■ Objective ■
Rewrite every one of the items below, replacing "Pick-planner input" with "Grasp-planner input" and leaving everything else unchanged.
START
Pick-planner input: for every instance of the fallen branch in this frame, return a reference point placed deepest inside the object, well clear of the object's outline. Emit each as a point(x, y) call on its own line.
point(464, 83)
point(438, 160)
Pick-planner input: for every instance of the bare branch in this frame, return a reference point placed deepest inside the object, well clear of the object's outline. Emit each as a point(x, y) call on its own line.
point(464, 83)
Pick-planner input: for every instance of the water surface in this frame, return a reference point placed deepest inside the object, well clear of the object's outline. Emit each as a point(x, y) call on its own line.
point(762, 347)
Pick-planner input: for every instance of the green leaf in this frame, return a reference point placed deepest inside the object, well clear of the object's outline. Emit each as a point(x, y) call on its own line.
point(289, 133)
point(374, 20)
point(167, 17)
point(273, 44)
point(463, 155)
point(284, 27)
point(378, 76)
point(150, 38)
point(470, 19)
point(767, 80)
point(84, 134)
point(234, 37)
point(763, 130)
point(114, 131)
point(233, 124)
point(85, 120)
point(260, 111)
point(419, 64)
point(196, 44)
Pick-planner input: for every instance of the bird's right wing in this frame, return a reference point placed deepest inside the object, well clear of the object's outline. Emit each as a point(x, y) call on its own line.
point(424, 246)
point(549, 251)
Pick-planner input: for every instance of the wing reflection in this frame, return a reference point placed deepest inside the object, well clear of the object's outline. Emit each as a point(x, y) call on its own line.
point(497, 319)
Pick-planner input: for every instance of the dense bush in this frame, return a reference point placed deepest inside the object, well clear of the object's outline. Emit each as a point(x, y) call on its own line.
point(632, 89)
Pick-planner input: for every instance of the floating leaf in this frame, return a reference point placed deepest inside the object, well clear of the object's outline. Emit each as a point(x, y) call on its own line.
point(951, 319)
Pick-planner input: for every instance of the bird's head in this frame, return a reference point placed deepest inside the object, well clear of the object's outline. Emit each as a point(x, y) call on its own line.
END
■ Expected output ■
Grasp-planner input: for every instance of the fallen branch in this frame, return a reference point placed deepest inside the object, well clear of the object's outline. Emit each as a point(x, y) call on its own line.
point(464, 83)
point(438, 160)
Grasp-planner input: for every instance of the bare branch in this frame, return a reference point placed deepest inside the object, well clear of the object's outline. Emit each as a point(x, y) call on its own line.
point(464, 83)
Grasp-planner input: for every instance of the water surface in this frame, return a reference point placed deepest inside the object, well clear of the object's outline. Emit each as a point(x, y) call on its own line.
point(762, 347)
Grasp-planner input: for every instance of the green leaf in this frame, return a reference point placed deepest inside the object, well clear of the object's outline. Emit each as a point(x, y) call on its own line.
point(289, 133)
point(374, 20)
point(167, 17)
point(273, 44)
point(463, 155)
point(284, 27)
point(378, 76)
point(150, 38)
point(470, 19)
point(767, 80)
point(84, 134)
point(234, 37)
point(763, 130)
point(114, 131)
point(233, 124)
point(85, 120)
point(260, 111)
point(419, 64)
point(196, 44)
Grasp-planner input: for every instance of the bird's right wing in this frame, return a reference point placed deepest inside the object, well clear of the object's outline. Emit each as a point(x, y) call on its own line.
point(424, 246)
point(549, 251)
Grasp-planner input: for every instance of the wing reflection in this frame, return a reference point placed deepest inside the object, well clear of the object's outline. Emit each as a point(x, y) call on its own line.
point(497, 319)
Grasp-planner input: for every instance of the dense bush in this frame, return a reference point placed deepest inside the object, well clear of the object's outline. Emit each as a point(x, y) call on its own line.
point(632, 89)
Grasp-planner input: for every instance of the floating leaf in this frame, return a reference point placed deepest inside the object, well clear of the object's outline. Emit each as a point(x, y) call on its own line.
point(951, 319)
Grasp-planner input: for every instance of the bird's head in this frame, return a reference point placed deepest inside the object, well clear of the object's outline. Emit each as a point(x, y) call on its own line.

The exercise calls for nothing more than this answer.